_PROBLEM TO WORK ON_
For this exercise, repeat each entry exactly as written.

_TASK INPUTS_
%%
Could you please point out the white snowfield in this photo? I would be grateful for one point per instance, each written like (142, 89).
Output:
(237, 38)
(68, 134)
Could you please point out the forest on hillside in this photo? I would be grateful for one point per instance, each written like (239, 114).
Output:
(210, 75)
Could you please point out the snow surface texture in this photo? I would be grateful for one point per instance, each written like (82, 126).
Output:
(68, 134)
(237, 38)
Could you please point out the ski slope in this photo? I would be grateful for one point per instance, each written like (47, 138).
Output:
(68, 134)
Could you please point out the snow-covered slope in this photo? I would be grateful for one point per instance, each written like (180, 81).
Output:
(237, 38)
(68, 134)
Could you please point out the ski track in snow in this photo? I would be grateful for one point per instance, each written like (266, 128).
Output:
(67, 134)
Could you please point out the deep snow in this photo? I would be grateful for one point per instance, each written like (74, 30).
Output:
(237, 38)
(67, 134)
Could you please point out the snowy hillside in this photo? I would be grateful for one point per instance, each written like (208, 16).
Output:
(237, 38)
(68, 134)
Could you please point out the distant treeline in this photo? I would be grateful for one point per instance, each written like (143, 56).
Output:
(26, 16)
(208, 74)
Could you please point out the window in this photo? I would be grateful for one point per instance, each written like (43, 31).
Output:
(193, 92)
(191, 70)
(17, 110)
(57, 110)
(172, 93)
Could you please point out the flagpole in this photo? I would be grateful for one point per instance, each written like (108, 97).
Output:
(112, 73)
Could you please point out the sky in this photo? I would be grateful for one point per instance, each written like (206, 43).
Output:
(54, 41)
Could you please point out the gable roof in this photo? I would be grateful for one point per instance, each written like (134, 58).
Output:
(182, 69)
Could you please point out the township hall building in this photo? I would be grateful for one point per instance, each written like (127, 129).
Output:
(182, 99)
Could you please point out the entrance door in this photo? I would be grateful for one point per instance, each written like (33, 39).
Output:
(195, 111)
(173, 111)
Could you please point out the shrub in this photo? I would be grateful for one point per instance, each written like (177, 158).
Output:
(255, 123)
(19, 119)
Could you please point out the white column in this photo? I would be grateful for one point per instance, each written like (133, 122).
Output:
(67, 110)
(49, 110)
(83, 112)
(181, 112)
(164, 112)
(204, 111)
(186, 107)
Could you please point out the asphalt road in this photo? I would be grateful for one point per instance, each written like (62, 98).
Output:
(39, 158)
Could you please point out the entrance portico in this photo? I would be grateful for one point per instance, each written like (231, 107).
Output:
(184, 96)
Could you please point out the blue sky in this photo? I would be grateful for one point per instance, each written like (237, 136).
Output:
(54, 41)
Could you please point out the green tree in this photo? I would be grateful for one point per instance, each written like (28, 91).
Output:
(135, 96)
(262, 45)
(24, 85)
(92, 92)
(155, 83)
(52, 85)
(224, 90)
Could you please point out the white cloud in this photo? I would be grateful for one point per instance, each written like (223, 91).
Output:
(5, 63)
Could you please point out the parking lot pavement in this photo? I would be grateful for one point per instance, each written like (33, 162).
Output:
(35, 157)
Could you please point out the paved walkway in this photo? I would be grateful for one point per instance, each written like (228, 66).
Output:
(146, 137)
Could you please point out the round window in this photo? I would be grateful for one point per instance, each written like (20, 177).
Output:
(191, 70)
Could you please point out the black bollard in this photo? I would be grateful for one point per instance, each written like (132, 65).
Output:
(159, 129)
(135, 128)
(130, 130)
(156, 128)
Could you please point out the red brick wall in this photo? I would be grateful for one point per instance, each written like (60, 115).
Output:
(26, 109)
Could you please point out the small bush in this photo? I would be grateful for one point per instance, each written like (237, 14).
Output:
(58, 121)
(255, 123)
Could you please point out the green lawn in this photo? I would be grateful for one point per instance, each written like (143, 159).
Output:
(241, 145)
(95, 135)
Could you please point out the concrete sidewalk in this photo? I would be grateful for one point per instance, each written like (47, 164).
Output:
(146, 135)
%%
_FINISHED TASK_
Could you please point out the white snowfield in this photo? I would be grateful for one point per instance, each written like (142, 89).
Output:
(237, 38)
(68, 134)
Could you please point out the forest on hillside in this photo? I would be grateful for one point per instance, each written like (239, 114).
Output:
(210, 75)
Could you please point out the snow surface texture in this photo? I would be grateful for one point per instance, each written like (82, 126).
Output:
(68, 134)
(237, 38)
Could you please point out the ski slope in this photo? I would be grateful for one point per instance, each written like (47, 138).
Output:
(68, 134)
Could you please point out the snow-covered slope in this photo? I would be grateful for one point per instance, each written like (180, 81).
Output:
(237, 38)
(68, 134)
Could you please point out the ski track in snow in this photo? I would be grateful for one point per instance, each written like (266, 128).
Output:
(67, 134)
Could you please point out the deep snow in this photo? I would be grateful for one point per instance, each written like (74, 30).
Output:
(237, 38)
(67, 134)
Could you please point out the snowy hillside in this photo? I would be grateful for one point per instance, each written like (208, 16).
Output:
(237, 38)
(68, 134)
Could you please point out the distant treeline in this photo? I would be grateful for one point per instance, each written like (143, 56).
Output:
(26, 16)
(208, 74)
Could you please point out the window in this photo? I would be grateful for one point per instance, each written like (43, 31).
Output:
(193, 92)
(191, 70)
(17, 110)
(57, 110)
(172, 93)
Could you please point out the flagpole in this photo? I would be grateful for one point per instance, each written like (108, 97).
Output:
(112, 73)
Could you please point out the sky in this photo? I would be grateful for one point per instance, each written like (206, 43).
Output:
(54, 41)
Could you please point out the gable roof in this photo? I would be grateful for one point per instance, each written like (134, 58).
Output:
(182, 69)
Could you please point out the township hall building in this photo? I would be grateful for one point per instance, each written like (127, 129).
Output:
(182, 99)
Could you please point out the entrance door in this photo? I would be grateful for one point per instance, each written like (33, 39).
Output:
(195, 111)
(173, 111)
Could you please point out the shrub in this photo? I would be grateful for one point per instance, each written like (177, 158).
Output:
(255, 123)
(19, 119)
Could you please point out the white column in this photo? I would be grateful for one point per instance, each written like (133, 122).
Output:
(67, 110)
(49, 110)
(83, 112)
(181, 112)
(164, 112)
(204, 111)
(186, 107)
Could you please point out the asphalt road in this photo? I would be grateful for one point per instance, each written like (62, 98).
Output:
(39, 158)
Could you please point out the entrance portico in this photo? I would be grateful for one point per instance, each written like (231, 107).
Output:
(184, 96)
Could you please point out the blue sky in this photo? I would be grateful for one point per instance, each written like (237, 136).
Output:
(54, 41)
Could you please point out the green tree in this photo? I would be grateful for one point per instance, each written like (28, 91).
Output:
(135, 96)
(262, 45)
(24, 85)
(92, 92)
(155, 83)
(52, 85)
(224, 90)
Could you please point out the white cloud in this photo? I would be grateful for one point per instance, each written like (223, 91).
Output:
(5, 63)
Could you please point out the parking lot pavement in this photo? I would be grateful for one point per instance, each written like (33, 162).
Output:
(35, 157)
Could you please point out the paved walkway in this photo? I would be grateful for one point per instance, each written like (228, 66).
Output:
(146, 137)
Could you please point out the round window in this photo? I would be grateful for one point per instance, each written like (20, 177).
Output:
(191, 70)
Could you please point out the black bollard in this photo? I would be grateful for one point per instance, each written like (132, 65).
Output:
(159, 129)
(135, 128)
(130, 130)
(156, 128)
Could you please point out the red brick wall in this photo? I would be grateful for one point per instance, each written like (60, 115).
Output:
(26, 109)
Could you please point out the small bush in this photo? I would be grateful for one point per instance, each written like (237, 14).
Output:
(58, 121)
(255, 123)
Could you please point out the green lawn in this photo? I would be grateful for one point per instance, each written like (143, 159).
Output:
(241, 145)
(95, 135)
Could you please point out the concrete sidewalk in this photo? I would be grateful for one point per instance, each written like (47, 164).
Output:
(146, 135)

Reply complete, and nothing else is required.